**** Data for the task ****

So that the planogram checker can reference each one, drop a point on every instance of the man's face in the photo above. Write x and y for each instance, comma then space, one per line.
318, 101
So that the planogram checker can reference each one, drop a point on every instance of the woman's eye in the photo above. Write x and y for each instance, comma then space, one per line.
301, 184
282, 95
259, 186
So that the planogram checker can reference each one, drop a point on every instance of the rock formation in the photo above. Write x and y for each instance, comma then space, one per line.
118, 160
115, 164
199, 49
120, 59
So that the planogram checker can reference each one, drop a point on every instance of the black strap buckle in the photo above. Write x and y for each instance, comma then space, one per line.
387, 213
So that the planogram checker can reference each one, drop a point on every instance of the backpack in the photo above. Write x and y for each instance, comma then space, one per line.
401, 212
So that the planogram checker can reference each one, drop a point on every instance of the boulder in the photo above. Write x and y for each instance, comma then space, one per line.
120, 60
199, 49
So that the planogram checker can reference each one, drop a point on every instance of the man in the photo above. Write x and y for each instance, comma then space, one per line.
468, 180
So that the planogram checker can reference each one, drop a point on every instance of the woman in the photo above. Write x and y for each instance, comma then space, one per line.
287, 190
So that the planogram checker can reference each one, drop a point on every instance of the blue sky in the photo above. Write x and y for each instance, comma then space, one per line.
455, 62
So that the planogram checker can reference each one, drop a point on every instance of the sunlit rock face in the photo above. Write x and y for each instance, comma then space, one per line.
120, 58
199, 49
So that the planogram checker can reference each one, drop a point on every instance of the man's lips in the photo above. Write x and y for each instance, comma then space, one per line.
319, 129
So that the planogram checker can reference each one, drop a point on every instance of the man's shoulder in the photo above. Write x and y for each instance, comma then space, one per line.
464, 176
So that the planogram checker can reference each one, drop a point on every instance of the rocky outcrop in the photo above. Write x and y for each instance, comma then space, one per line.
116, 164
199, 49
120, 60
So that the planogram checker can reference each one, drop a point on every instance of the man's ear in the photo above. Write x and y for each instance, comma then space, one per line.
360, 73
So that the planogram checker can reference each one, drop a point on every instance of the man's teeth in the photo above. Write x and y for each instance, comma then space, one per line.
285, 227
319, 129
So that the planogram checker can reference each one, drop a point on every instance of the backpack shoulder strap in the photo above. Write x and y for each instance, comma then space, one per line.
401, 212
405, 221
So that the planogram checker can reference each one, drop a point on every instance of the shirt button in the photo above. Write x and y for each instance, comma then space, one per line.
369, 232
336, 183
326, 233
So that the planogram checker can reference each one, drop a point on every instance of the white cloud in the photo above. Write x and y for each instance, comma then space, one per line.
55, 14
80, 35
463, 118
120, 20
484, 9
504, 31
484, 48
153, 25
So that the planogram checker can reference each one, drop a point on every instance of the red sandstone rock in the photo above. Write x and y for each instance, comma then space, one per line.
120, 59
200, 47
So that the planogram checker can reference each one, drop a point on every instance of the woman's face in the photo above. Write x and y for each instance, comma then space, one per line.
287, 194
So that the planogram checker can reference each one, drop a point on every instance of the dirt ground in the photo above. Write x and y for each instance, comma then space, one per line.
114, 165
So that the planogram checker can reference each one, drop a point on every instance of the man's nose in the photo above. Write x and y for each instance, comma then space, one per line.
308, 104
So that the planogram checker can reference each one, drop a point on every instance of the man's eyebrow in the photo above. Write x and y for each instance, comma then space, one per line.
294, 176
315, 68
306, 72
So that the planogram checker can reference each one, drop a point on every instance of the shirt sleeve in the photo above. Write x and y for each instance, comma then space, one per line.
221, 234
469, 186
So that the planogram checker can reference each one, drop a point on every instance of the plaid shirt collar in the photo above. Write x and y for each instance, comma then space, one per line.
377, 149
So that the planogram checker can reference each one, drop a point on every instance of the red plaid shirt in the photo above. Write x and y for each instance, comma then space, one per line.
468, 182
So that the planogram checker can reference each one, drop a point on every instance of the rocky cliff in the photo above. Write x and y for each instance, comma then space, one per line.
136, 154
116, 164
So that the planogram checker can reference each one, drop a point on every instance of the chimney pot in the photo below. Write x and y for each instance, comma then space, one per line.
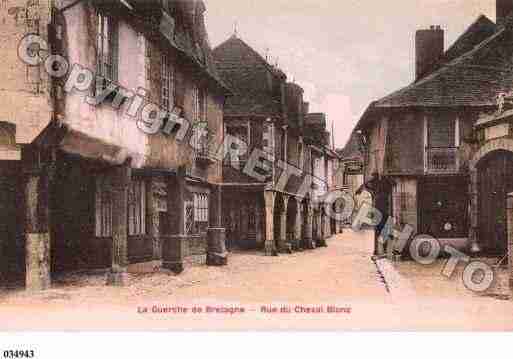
429, 48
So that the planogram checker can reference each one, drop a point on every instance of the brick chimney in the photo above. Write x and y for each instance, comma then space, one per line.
429, 48
504, 8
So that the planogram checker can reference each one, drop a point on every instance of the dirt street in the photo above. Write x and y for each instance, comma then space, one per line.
337, 287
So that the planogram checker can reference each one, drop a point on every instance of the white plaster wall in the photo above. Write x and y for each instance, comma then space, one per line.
20, 103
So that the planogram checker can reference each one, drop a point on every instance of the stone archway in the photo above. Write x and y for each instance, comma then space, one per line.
493, 146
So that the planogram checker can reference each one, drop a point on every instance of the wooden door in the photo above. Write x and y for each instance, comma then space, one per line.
443, 204
495, 181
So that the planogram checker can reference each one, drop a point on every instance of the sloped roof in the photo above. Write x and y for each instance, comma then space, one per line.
473, 79
244, 71
476, 33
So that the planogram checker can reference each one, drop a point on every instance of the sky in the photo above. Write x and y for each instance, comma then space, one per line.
344, 53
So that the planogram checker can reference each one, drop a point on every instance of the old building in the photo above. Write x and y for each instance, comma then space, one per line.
265, 209
352, 163
107, 138
432, 160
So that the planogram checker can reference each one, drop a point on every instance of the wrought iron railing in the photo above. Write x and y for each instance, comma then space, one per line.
442, 160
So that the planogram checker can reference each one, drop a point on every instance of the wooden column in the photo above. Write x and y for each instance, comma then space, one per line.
153, 220
298, 224
174, 245
37, 230
308, 235
270, 245
284, 245
121, 177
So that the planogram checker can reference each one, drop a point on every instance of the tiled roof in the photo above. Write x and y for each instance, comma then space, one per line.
480, 30
248, 75
473, 79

****

> Exercise goal
Although the records contain pictures, the copy should consist of their text alone, reproduced exactly.

> Problem solution
So that the planogram checker can reference each one, drop a point on every instance of the man's face in the photo above. Write x and y for each instance, comma then space, one per line.
318, 101
So that the planogram checker can reference each one, drop a point on every instance of the woman's eye in the photo above. Write x and y for each instance, comma then space, one per line.
301, 184
282, 95
259, 186
So that the planogram checker can reference each one, drop a point on every instance of the rock formation in the photo above. Write x and y for each instance, comma then space, one per line.
118, 160
115, 164
199, 49
120, 59
So that the planogram checker can reference each one, drop a point on every instance of the black strap buckle in the photo above. Write x and y for each instance, comma then space, one per line.
387, 213
So that the planogram checker can reference each one, drop a point on every instance of the backpack in the photo above. Write x and y for each instance, comma then space, one per line.
401, 212
So that the planogram checker can reference each one, drop a point on every instance of the boulder in the photo above. Write x and y for each instance, comma then space, one per line.
120, 60
199, 49
So that the planogram checker can reference each one, drop a point on every instance of the man in the photo above. Write x and y for each instance, comma then space, one per line.
468, 180
So that the planogram checker can reference each one, drop a point on every instance of the woman in the photo above. Write x and y for each instance, comma then space, one per line.
287, 190
So that the planogram checker can reference each one, drop a point on every instance of the blue sky in the photo above. Write x and y for each instance, comma then space, one per line.
455, 62
So that the planogram checker can reference each one, drop a point on every instance of the sunlit rock face in the photo above. Write x and y for each instance, comma then space, one per line.
120, 58
199, 49
So that the planogram checker can reference each one, drop a point on every instance of the man's lips in the photo above. Write x and y for each instance, comma then space, one per line.
319, 129
So that the planogram checker can reference each one, drop a point on every instance of the man's shoulder in the photo above. Write x and y for each instance, comma then space, one per line.
464, 176
So that the planogram checker can reference each one, drop a point on every instance of the rocky outcrop in the photo above. Write x and y for each instance, comma then space, one per line.
116, 164
199, 49
120, 60
So that the planogram checker can reference each one, drop a point on every instance of the man's ear in the photo above. Write x and y for each instance, comma then space, one per line.
360, 73
So that the planogram checker can reference each one, drop a point on every instance of the man's teeth in the photo above. Write x and y for each instance, comma then space, one per line.
285, 227
319, 129
So that the planogram checker can reference each one, drop a point on every instance of the backpack shoulder strap in the photo above. Write x and y for each instance, comma then space, one per line.
401, 212
405, 221
So that the planogram checker can reference each one, drop a point on every instance of the shirt button in the photo above. Write x and y for each instance, comma then space, one per line.
369, 232
336, 183
326, 233
So that the planogram checker can reference each one, drop a point on every instance of the white cloud in the photo above. Write x and y for each instance, comma then space, one per line.
55, 14
80, 35
463, 118
120, 20
484, 9
504, 31
484, 48
153, 25
So that the planogram checker can reference each one, drop a point on every instance of the red sandstone rock in the photo above. Write x and y for each instance, comma then space, one per line.
120, 59
200, 47
So that the planogram checker can reference each one, drop a point on every instance of the woman's face in the photo above. Write x and y for each instance, comma then space, one per line.
287, 194
So that the planogram checker can reference each one, drop a point on every instance of the dirt ground in the photo above. Write x and y for each instance, comma then space, one per line.
114, 165
So that the planogram checker can reference each one, drop a point on every instance of the man's nose in the photo above. Write x and y for each instance, comma then space, one per line.
308, 104
So that the planogram checker can reference each one, drop a point on every instance of the man's eyebrow in the photo above. Write x and y for each instance, comma then space, one per line.
294, 176
315, 68
306, 72
So that the planogram checker can reference each one, drop a point on every instance of the shirt sleeve in the photo above. Write x and y for each instance, comma then space, one per line.
221, 234
469, 186
So that the planogram checker can reference each one, drop a point on every instance of the plaid shirt collar in the photo above. Write x and y for each instance, comma then space, one per line.
377, 149
So that the planogram checker can reference each one, drop a point on every instance of the red plaid shirt in the photo above. Write x and y for each instance, comma then space, one per line.
468, 182
So that the planogram checker can reference each one, drop a point on every instance of the rocky cliff in the photo above. Write x and y for each instance, comma then space, one per line.
136, 154
116, 164
So that the planogram checker can reference each one, drop a point on every instance of the chimney pot in the photo below. Write x and y for each instance, comma then space, one per line.
429, 48
So that the planogram checker can reference each one, drop a point on every instance of the brick chimney in the photo above. Write x and y for each instance, comma then space, one per line.
429, 48
504, 8
So that the planogram checker can reference each one, drop a point on every instance of the dirt street in the photo above. Write x and y for each instance, comma then space, one per line.
337, 287
So that the planogram checker can reference each one, drop a point on every instance of the white plaster wall in the photo above. Write x and y for each instance, comma then space, one per line.
20, 103
So that the planogram checker can reference each one, drop a point on every instance of the stone archway in the photo above. Write x and y for each instance, comma then space, one per line.
493, 146
So that the planogram checker can reference each one, drop a point on every instance of the wooden door in the photo above. Write x and y for each instance, comma then space, one per line.
443, 204
495, 181
So that the planogram checker can reference each one, drop a point on every instance of the sloped roof in the photo above. Write x and y for each instance, comma then space, one per line.
473, 79
244, 71
476, 33
So that the planogram checker can reference each one, drop a point on every instance of the sky in the photo above. Write x and y for each instance, comma then space, one per line.
344, 53
So that the planogram checker can reference each one, drop a point on every instance of the old building in the photo above. Write x and y for each instance, comma then space, one per line.
265, 209
352, 163
107, 138
432, 160
So that the planogram checker can reference each one, drop a point on every instance of the wrought iron railing in the photo above. Write x and y for each instance, comma then space, one per line.
442, 160
So that the planogram checker can reference each one, drop a point on every instance of the wooden column in the photo above. Write x and y for each instance, comma then space, one per line.
153, 220
298, 224
174, 245
37, 230
308, 235
270, 245
284, 245
121, 177
So that the planogram checker can reference each one, drop a point on every instance of the tiled roof in the photo above. Write x and y for each instance, comma then space, one per line.
480, 30
248, 75
473, 79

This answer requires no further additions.